SET OF TASKS:
1: From the book review, reproduce the passage starting with "But though the" and going on through "could be anyone.".
2: Render this sentence from the book review into French: "Entitlement is fast-paced and plot-driven, complete with the requisite crooked cop and dead body."
3: Say whether each statement agrees with the book review, answering yes or no and quoting the deciding words: (a) Jonathan Bennett is a Canadian writer. (b) Trudy Clarke succeeds in untangling the Aspinall family's secrets. (c) American Wife offers a fictionalized portrayal of George and Laura Bush.

Two ripped-from-the-headlines novels surpass biography


Kerry Clare

American Wife, the latest by novelist Curtis Sittenfeld, has been stirring up a buzz in the U.S. for its fictionalized portrayal of George and Laura Bush-its liberties with the Bushes' personal lives, Sittenfeld's nerve at ripping a story from the headlines, and the explicitness of the sex scenes. Critics marvelled that any author could stomach such imaginings.

But though the George W. Bush sex is truly one-of-a-kind, American Wife is not the only recent novel flaunting conspicuous similarities to reality. In a publishing market saturated by nonfiction, it's almost inevitable that the stuff would leak in everywhere. In his new novel, Entitlement, Canadian writer Jonathan Bennett similarly blends fact with fiction to critique the establishment, and though his approach is subtler than Sittenfeld's, the result is a story whose target could be anyone.

Entitlement is fast-paced and plot-driven, complete with the requisite crooked cop and dead body. Real Canadian nonfiction is rarely this readable (unless it involves Julie Couillard). And yet, being Canadian, as polite as we like to imagine we are, it makes sense we'd skewer our bluebloods behind the thin veil of fiction.

The establishment in question here is the Aspinalls, a powerful family "as close to British royalty as Canada can ever hope to get." Set among the upper-crustiest of Upper Canada-that world of private schools, Muskoka sailboats, and trust funds-Bennett's book follows would-be biographer Trudy Clarke on her hopeless quest to untangle the Aspinall family's secrets, ignoring warnings that Stuart Aspinall "ruins people he doesn't like."

Of course, such a book-within-a-book has plenty of real-world precedents: books about families with names like Bronfman, Rogers, Asper, Thomson and Black (some of them not even authored by Peter C. Newman). They're all in the vein of the "serious nonfiction" Bennett's biographer is trying to create, and the fact that she ultimately fails at the task slyly undermines and satirizes these books' blustery authority.

GIVEN DATA:
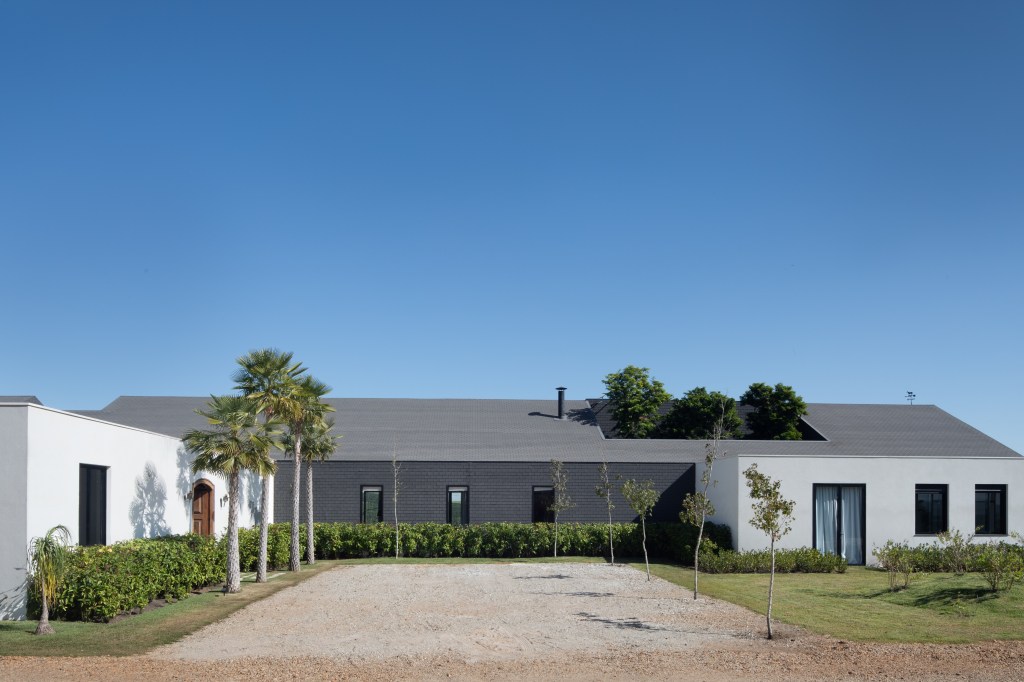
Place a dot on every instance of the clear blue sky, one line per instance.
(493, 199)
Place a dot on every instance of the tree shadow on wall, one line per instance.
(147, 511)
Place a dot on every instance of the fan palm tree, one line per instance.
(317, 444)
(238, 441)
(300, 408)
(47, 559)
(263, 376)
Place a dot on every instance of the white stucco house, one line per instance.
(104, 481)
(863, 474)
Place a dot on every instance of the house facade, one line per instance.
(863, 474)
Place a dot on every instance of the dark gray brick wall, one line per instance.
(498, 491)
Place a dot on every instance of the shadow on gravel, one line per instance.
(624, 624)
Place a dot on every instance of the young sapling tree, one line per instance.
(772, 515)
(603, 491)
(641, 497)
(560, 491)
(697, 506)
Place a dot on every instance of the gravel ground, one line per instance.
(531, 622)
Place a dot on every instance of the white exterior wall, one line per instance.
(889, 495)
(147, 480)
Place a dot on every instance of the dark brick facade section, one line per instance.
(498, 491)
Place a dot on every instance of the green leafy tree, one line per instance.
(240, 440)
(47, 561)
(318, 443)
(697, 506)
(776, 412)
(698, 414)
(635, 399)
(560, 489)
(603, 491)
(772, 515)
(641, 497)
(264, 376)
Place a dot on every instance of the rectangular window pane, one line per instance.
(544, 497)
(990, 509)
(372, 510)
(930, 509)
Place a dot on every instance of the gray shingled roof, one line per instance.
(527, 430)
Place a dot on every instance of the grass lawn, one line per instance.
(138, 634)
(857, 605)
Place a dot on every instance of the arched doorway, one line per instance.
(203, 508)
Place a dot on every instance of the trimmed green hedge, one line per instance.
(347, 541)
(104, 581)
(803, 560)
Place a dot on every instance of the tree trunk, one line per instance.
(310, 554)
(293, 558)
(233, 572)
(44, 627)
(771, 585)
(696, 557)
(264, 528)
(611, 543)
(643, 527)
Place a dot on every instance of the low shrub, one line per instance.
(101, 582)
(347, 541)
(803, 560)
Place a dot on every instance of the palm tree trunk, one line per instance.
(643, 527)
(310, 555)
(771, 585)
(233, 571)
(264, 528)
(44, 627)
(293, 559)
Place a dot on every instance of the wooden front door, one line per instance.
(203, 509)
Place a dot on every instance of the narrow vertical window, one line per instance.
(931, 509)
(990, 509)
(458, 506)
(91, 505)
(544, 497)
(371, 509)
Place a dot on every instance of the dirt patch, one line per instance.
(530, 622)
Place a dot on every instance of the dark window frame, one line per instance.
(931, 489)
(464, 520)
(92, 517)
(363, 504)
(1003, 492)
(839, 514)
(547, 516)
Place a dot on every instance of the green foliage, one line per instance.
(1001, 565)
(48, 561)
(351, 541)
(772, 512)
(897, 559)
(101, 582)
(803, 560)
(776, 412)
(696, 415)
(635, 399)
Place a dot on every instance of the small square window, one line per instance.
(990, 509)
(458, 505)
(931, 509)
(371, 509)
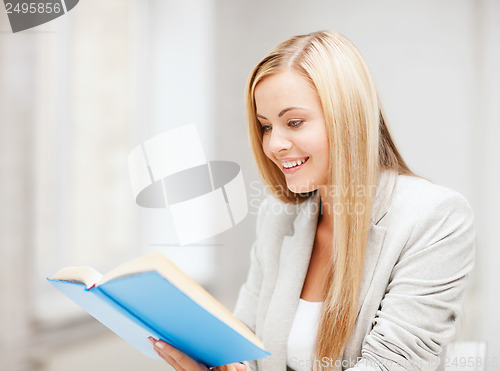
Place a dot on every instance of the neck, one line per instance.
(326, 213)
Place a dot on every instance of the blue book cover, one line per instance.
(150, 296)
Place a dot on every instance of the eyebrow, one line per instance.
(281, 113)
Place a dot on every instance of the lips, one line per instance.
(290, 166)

ANSWERS TO THE EXERCISES:
1:
But though the George W. Bush sex is truly one-of-a-kind, American Wife is not the only recent novel flaunting conspicuous similarities to reality. In a publishing market saturated by nonfiction, it's almost inevitable that the stuff would leak in everywhere. In his new novel, Entitlement, Canadian writer Jonathan Bennett similarly blends fact with fiction to critique the establishment, and though his approach is subtler than Sittenfeld's, the result is a story whose target could be anyone.

2: Entitlement est un roman au rythme rapide, porté par l'intrigue, avec le flic véreux et le cadavre de rigueur.

3:
(a) Yes: "Canadian writer Jonathan Bennett"
(b) No: "the fact that she ultimately fails at the task"
(c) Yes: "its fictionalized portrayal of George and Laura Bush"